◆ Excerpted text

----

In true Northwestern fashion, the menu changes with each season and day. Though there was an all-out tasting menu when I went a few months ago, my friend and I decided to go with two sets of four-course meals. Each course had three choices, so effectively, we got to try eight rockin' dishes, kicked off with a solid set of small starters.

First up was a Purple Carrot Leather with Violet Crème and Hibiscus served on a bed of pebbles. The earthy leather was firm, but tender, and the smooth violet crème and hibiscus brought some literal floral flavors to the playful styling of the purple carrot leather. By the time I swallowed my last bit of leather, my entire mouth was encased with an earthy and floral aroma. The bite was a great way to wake up the senses and started what would be a consistently playful meal. No, I didn't eat the rocks. Yes, I tried.

The next starter was a Dehydrated Buttermilk Puff with Herbed Aioli and Trout Roe. This dish was entirely unassuming, and I had no idea how amazing this bite would be.

When I picked up the puff, I was surprised to find out that the puff wasn't meant to be entirely enclosed. Instead, the puff revealed a questionable pile of green goop. I hesitantly dipped the puff into the aioli and was shocked by the interesting mix of textures and flavors. The delicate puff was similar to an airy Japanese rice cracker and dissolved into the cool and creamy aioli, which had the consistency of a puréed guacamole. The aioli had bits of trout roe that bursted with flavor. The briny roe, sweet puff, and aromatic aioli worked some serious magic in my mouth.

When the next plate came out, I was excited to see something similar to bacon. The waiter described the dish as Pork Dried with Molasses. Imagine your favorite slab of bacon, with plenty of fat to spare, drizzled with a healthy glob of your favorite maple syrup. Now imagine all that dehydrated to have the texture and crispiness of an overcooked piece of bacon. Now imagine that the flavor wasn't sacrificed at all to get that ridiculously overcooked crispy texture. Yup. It was awesome. I don't know why I thought the rocks would be edible the second time around. They weren't.

Next up was the Bread Plate. Though the server described the bread as sourdough rolls, the bread tasted like it was stuffed with cheese, baked with caramel, deep fried, drizzled with olive oil, and sprinkled with black sesame. The texture was like any other sourdough roll, but with a crispier and more oily exterior. I could've eaten a huge basket of this bread, especially with the two condiments that came with the bread.

----

◆ Stated problem A
Please reproduce the passage of the restaurant review starting at "First up was" and ending at "Yes, I tried.".
The restaurant review and the records are unrelated material.

----

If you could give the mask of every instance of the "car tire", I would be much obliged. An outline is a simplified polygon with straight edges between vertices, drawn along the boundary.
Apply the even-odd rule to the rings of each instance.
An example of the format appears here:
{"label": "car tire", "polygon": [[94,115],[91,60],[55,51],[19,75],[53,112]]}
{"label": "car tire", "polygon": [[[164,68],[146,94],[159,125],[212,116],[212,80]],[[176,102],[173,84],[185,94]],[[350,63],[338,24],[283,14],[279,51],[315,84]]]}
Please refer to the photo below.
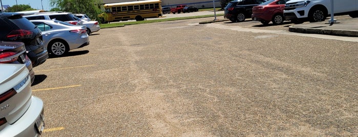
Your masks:
{"label": "car tire", "polygon": [[69,51],[68,44],[63,40],[55,40],[50,42],[47,51],[53,57],[59,57],[66,55]]}
{"label": "car tire", "polygon": [[326,12],[322,8],[313,8],[308,12],[308,20],[310,22],[323,21],[326,19]]}
{"label": "car tire", "polygon": [[244,21],[245,18],[245,14],[243,13],[239,13],[239,14],[236,15],[236,20],[238,22]]}
{"label": "car tire", "polygon": [[270,22],[270,21],[266,21],[266,20],[261,20],[261,21],[260,21],[260,22],[261,22],[261,24],[265,25],[268,25],[268,23]]}
{"label": "car tire", "polygon": [[91,34],[91,30],[90,29],[90,28],[87,28],[87,29],[86,32],[87,33],[87,34],[88,35],[90,35],[90,34]]}
{"label": "car tire", "polygon": [[283,22],[284,18],[283,18],[283,15],[280,14],[277,14],[273,15],[272,19],[272,23],[274,25],[280,25]]}
{"label": "car tire", "polygon": [[348,14],[348,15],[349,15],[349,16],[352,18],[358,17],[358,11],[351,12]]}

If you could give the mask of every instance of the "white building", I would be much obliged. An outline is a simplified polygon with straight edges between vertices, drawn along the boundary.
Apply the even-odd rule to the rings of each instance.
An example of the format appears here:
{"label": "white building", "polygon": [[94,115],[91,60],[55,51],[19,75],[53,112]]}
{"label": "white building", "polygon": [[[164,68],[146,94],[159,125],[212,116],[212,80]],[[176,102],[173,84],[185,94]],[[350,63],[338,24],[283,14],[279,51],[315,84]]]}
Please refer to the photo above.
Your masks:
{"label": "white building", "polygon": [[[198,8],[213,8],[213,2],[215,1],[215,7],[221,7],[219,0],[161,0],[162,7],[175,7],[177,5],[184,4],[193,6]],[[103,0],[104,4],[128,2],[135,0]]]}

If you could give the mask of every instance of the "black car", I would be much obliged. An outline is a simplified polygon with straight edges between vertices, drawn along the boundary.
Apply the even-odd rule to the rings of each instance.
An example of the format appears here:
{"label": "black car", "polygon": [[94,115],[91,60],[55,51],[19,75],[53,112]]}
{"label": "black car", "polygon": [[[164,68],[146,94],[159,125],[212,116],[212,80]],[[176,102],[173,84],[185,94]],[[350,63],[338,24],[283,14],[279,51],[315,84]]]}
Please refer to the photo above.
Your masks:
{"label": "black car", "polygon": [[20,13],[0,13],[0,41],[24,42],[32,67],[42,64],[49,58],[41,31]]}
{"label": "black car", "polygon": [[246,18],[251,18],[252,7],[266,2],[265,0],[235,0],[229,2],[225,7],[224,18],[233,22],[241,22]]}
{"label": "black car", "polygon": [[26,55],[26,48],[21,42],[0,41],[0,63],[25,64],[29,70],[31,83],[35,79],[31,61]]}
{"label": "black car", "polygon": [[198,8],[194,6],[188,6],[183,8],[183,13],[198,11]]}

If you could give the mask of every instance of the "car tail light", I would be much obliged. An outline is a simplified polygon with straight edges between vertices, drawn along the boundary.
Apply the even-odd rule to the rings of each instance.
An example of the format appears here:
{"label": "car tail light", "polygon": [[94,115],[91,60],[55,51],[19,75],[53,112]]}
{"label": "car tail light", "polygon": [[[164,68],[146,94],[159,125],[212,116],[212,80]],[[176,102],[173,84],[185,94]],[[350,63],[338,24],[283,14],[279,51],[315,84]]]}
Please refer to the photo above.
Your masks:
{"label": "car tail light", "polygon": [[6,38],[12,40],[16,40],[30,38],[32,36],[32,32],[26,30],[17,30],[11,31],[6,36]]}
{"label": "car tail light", "polygon": [[18,57],[16,55],[16,53],[13,52],[0,53],[0,63],[11,62],[17,60]]}
{"label": "car tail light", "polygon": [[4,125],[4,124],[7,123],[8,121],[6,121],[5,118],[3,118],[0,119],[0,126]]}
{"label": "car tail light", "polygon": [[70,31],[70,32],[76,33],[79,34],[79,33],[86,33],[86,30],[80,29],[80,30],[72,30],[72,31]]}
{"label": "car tail light", "polygon": [[[14,89],[14,88],[11,88],[11,89],[10,89],[7,92],[4,93],[4,94],[0,95],[0,104],[3,103],[3,102],[5,102],[5,101],[6,101],[7,100],[12,97],[12,96],[14,96],[15,94],[16,94],[16,93],[17,93],[16,92],[16,91],[15,90],[15,89]],[[1,110],[7,108],[8,107],[9,107],[9,104],[7,104],[6,105],[2,105]],[[7,121],[6,121],[5,118],[0,119],[0,126],[4,125],[7,122],[8,122]]]}
{"label": "car tail light", "polygon": [[[16,94],[16,91],[14,89],[14,88],[11,88],[8,90],[7,92],[4,93],[4,94],[0,95],[0,104],[3,103],[3,102],[5,102],[8,99],[12,97],[15,94]],[[2,108],[2,109],[3,108]],[[6,108],[5,108],[6,109]]]}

----

◆ Stated problem B
List every line of the records that contains the string "with", matching case exactly.

◆ Task answer A
First up was a Purple Carrot Leather with Violet Crème and Hibiscus served on a bed of pebbles. The earthy leather was firm, but tender, and the smooth violet crème and hibiscus brought some literal floral flavors to the playful styling of the purple carrot leather. By the time I swallowed my last bit of leather, my entire mouth was encased with an earthy and floral aroma. The bite was a great way to wake up the senses and started what would be a consistently playful meal. No, I didn't eat the rocks. Yes, I tried.

◆ Task answer B
If you could give the mask of every instance of the "car tire", I would be much obliged. An outline is a simplified polygon with straight edges between vertices, drawn along the boundary.
If you could give the mask of every instance of the "white building", I would be much obliged. An outline is a simplified polygon with straight edges between vertices, drawn along the boundary.
If you could give the mask of every instance of the "black car", I would be much obliged. An outline is a simplified polygon with straight edges between vertices, drawn along the boundary.
If you could give the mask of every instance of the "car tail light", I would be much obliged. An outline is a simplified polygon with straight edges between vertices, drawn along the boundary.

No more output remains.